TASK -
From the data that follows, print exactly the lines starting at the one containing "One point goes on every instance of the stainless steel tube" and ending at the one containing "One point goes on every instance of the patterned"; include both of them and nothing more.

----- LISTED ENTRIES -----

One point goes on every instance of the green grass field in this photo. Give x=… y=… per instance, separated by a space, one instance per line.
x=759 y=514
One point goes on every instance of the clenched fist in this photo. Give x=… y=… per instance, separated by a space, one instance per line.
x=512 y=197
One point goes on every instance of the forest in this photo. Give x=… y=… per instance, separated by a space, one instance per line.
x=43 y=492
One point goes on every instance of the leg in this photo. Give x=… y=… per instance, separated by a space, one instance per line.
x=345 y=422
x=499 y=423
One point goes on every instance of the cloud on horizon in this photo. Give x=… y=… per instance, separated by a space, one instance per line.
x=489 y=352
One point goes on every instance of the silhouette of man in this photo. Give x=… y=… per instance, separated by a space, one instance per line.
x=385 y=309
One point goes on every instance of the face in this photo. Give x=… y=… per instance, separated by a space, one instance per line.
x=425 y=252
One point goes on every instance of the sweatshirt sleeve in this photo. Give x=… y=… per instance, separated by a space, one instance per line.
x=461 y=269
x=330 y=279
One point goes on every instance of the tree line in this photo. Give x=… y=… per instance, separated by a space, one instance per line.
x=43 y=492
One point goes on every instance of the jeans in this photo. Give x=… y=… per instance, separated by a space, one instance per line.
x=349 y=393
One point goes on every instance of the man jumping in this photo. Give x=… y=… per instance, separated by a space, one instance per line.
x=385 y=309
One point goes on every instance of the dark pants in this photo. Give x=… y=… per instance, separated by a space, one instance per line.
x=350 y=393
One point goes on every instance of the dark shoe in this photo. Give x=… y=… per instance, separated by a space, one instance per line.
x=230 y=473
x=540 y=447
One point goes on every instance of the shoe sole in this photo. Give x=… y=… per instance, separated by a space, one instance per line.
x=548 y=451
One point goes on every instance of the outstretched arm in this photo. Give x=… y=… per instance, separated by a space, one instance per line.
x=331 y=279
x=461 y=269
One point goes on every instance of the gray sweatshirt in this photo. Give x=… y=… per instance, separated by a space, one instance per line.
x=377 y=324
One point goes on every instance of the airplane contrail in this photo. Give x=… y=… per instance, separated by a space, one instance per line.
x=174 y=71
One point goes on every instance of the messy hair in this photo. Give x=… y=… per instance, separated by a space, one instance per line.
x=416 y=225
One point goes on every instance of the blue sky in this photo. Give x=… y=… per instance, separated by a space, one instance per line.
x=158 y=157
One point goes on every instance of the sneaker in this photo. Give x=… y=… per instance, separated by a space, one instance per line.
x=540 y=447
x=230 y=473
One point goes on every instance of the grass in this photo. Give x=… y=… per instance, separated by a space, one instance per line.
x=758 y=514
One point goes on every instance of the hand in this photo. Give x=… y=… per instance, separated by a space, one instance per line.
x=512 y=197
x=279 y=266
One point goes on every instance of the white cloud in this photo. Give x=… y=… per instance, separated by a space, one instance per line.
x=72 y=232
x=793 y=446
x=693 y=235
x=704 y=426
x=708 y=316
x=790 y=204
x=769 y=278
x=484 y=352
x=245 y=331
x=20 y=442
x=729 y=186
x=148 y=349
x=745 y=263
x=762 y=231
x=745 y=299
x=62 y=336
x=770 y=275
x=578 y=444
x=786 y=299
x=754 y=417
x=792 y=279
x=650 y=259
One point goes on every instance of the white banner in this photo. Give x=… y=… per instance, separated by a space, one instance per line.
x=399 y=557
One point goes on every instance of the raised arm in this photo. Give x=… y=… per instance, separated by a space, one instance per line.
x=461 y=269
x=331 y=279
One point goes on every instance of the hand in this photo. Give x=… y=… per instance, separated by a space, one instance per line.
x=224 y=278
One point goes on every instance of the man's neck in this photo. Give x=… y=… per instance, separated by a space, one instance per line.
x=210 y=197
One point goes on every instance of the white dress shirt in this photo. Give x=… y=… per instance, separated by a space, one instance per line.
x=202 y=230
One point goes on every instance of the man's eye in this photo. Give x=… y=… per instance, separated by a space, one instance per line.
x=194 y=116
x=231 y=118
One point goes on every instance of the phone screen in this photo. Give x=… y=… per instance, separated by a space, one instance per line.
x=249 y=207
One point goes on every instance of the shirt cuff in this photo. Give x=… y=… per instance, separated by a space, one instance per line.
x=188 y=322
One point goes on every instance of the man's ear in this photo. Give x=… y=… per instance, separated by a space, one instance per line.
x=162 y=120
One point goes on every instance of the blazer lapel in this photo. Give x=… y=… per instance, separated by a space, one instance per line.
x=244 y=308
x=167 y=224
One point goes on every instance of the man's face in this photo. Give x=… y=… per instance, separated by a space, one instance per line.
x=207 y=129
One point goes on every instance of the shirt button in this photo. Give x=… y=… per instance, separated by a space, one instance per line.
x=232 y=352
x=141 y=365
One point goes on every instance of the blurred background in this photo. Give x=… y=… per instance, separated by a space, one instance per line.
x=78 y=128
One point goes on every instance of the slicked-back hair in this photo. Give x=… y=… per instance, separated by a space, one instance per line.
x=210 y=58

-----
----- LISTED ENTRIES -----

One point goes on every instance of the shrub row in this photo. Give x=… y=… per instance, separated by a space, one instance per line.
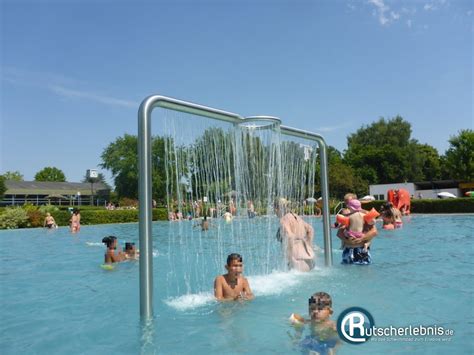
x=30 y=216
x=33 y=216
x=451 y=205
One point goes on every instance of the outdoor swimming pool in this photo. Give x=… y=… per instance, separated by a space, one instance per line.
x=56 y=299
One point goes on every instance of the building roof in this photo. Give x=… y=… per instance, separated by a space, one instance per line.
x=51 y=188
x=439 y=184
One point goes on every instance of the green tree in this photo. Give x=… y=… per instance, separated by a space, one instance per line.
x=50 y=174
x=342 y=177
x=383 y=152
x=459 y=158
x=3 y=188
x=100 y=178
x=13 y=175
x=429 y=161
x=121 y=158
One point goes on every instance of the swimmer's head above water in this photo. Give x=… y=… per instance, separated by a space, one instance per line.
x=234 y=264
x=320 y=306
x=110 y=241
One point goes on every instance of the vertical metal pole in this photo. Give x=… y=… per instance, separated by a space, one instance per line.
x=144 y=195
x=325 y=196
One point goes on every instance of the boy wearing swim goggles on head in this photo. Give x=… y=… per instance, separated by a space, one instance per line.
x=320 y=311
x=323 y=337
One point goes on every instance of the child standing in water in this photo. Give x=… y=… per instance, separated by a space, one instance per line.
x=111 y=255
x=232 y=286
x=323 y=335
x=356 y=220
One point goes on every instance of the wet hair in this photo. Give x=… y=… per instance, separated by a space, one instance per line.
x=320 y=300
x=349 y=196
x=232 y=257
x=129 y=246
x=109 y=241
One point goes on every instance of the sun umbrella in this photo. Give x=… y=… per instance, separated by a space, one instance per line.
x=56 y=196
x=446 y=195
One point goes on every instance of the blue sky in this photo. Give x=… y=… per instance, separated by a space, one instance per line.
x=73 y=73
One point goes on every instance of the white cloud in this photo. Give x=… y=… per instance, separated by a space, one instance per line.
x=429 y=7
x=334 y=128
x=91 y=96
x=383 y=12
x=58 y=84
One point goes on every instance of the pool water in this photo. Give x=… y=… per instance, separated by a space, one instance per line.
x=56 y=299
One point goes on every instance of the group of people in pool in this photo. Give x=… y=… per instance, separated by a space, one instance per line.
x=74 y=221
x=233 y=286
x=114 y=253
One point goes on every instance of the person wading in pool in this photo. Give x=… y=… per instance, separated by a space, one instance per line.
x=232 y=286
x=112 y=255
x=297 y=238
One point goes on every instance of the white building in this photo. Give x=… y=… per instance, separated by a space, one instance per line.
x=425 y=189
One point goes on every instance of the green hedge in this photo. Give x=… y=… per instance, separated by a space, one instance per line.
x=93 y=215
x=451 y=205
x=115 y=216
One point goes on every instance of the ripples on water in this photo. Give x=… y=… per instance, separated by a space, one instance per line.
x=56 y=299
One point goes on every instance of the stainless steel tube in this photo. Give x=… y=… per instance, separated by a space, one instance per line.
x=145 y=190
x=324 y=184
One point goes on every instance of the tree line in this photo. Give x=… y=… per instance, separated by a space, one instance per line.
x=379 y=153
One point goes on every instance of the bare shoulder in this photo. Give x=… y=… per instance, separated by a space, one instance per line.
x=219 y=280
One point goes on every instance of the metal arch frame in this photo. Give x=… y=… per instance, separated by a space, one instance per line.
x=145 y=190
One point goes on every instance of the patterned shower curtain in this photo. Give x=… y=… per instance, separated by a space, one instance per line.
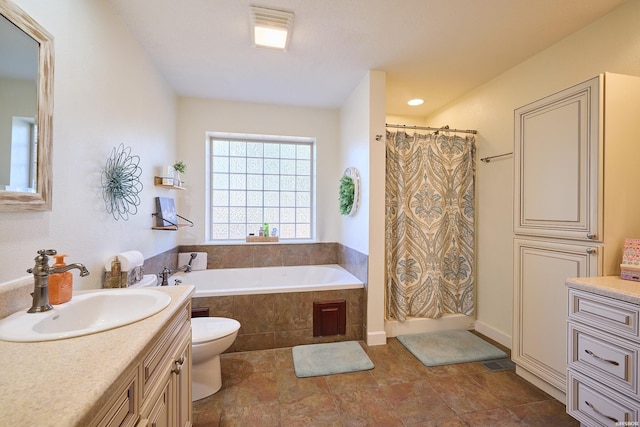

-----
----- LISTED ENTRIES -----

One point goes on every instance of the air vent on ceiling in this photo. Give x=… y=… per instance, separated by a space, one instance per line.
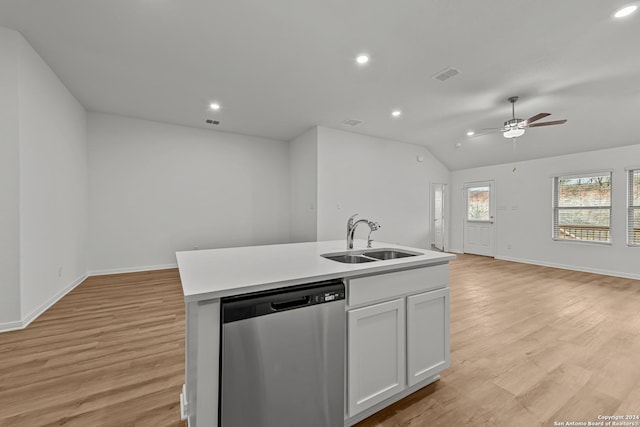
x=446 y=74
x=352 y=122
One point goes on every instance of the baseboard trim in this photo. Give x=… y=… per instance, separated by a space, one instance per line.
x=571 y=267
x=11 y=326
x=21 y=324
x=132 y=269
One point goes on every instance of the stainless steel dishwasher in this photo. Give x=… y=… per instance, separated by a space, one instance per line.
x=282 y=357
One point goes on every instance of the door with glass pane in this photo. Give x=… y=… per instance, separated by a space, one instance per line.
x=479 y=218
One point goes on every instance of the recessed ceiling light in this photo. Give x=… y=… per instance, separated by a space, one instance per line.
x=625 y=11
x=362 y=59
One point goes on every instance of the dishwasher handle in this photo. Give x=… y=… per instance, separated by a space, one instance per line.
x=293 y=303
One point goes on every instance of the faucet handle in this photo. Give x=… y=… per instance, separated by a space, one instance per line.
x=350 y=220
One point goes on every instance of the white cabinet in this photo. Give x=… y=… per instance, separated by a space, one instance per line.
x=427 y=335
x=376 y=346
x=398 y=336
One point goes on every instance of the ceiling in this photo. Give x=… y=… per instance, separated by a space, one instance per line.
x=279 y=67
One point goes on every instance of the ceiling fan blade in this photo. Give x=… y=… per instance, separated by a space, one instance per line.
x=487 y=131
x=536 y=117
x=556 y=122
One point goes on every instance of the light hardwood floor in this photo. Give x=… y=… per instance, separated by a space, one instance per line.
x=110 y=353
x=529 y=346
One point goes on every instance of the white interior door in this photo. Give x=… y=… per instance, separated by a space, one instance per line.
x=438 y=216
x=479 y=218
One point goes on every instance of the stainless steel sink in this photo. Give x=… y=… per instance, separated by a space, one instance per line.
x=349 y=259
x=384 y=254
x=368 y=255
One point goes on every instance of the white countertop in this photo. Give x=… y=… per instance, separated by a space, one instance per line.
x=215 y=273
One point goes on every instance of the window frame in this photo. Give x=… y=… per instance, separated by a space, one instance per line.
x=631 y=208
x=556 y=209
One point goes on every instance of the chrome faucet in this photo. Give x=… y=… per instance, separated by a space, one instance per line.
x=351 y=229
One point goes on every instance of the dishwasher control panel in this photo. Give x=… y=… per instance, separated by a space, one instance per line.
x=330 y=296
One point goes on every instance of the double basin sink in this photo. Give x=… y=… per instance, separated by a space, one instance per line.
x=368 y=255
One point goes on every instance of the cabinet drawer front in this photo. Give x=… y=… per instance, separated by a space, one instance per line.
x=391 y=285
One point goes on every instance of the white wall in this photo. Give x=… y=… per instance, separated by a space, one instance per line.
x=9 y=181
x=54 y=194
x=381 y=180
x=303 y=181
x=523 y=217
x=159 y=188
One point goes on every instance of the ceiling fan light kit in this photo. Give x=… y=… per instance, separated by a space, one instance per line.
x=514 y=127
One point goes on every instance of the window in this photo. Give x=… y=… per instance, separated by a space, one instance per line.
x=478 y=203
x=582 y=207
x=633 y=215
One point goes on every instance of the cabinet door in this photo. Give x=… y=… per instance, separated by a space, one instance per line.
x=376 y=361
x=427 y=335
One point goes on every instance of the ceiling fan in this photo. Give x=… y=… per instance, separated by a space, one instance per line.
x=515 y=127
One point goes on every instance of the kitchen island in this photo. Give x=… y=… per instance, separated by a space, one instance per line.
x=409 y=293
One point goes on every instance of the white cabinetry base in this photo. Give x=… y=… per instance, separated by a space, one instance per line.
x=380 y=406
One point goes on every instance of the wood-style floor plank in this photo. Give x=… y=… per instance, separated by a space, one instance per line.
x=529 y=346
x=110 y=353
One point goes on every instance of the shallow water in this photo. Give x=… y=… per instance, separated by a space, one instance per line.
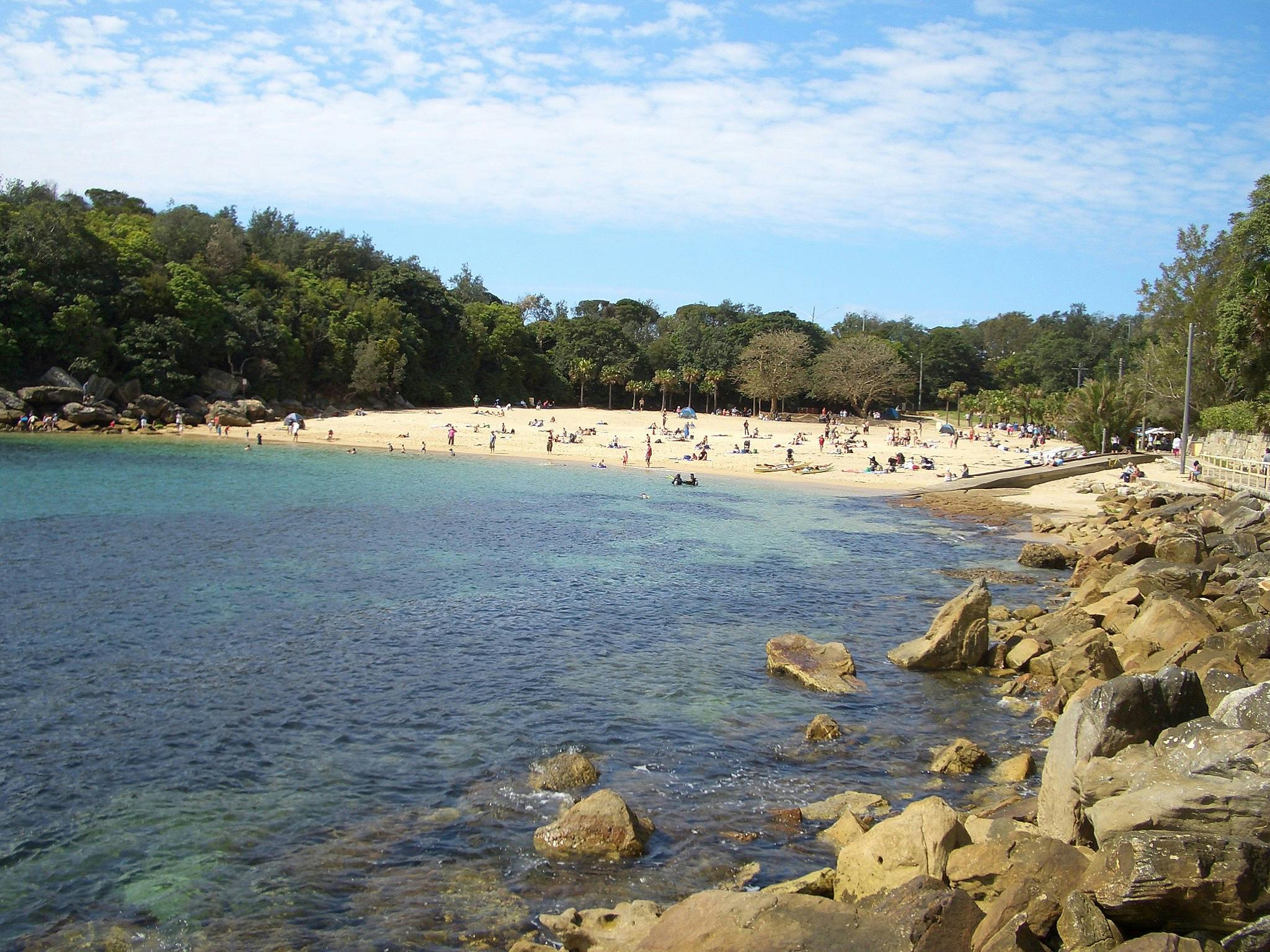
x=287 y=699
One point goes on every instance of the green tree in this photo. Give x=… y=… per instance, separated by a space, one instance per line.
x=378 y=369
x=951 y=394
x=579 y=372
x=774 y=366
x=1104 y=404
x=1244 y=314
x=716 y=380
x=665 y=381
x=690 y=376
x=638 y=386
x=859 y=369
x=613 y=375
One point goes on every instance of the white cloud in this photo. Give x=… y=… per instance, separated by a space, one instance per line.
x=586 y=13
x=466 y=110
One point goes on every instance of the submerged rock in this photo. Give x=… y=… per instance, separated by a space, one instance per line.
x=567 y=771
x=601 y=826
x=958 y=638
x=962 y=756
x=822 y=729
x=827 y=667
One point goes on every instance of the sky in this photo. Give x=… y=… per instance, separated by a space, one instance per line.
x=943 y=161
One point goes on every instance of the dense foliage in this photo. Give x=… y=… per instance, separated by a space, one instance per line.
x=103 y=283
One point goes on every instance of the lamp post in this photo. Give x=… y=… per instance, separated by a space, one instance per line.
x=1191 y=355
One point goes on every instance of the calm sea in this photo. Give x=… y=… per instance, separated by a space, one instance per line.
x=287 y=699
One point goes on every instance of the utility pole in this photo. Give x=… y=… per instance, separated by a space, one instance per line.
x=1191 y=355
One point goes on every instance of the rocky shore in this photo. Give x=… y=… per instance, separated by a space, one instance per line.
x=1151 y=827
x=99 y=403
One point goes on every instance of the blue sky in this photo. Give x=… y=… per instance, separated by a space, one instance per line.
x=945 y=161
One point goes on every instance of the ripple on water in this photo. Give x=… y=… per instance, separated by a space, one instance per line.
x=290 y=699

-----

RESPONSE TO THE EXERCISE -
One point goes on every instance of the stainless steel tube in this photo. Give x=… y=… per instance, separated by a space, one instance per line.
x=145 y=190
x=324 y=184
One point goes on every instance of the tree line in this photo. Give x=… y=… per instance, separated by a space, one instance per line.
x=379 y=153
One point goes on every instance of the bare shoulder in this photo. Give x=… y=… per instance, separated by a space, one instance per line.
x=219 y=280
One point goes on every instance of the metal arch frame in this photo. Give x=… y=… per instance, separated by a space, one instance per line.
x=145 y=190
One point goes on every instance of the patterned shower curtain in this photo. Give x=… y=… per instance, separated by a space, one instance per line.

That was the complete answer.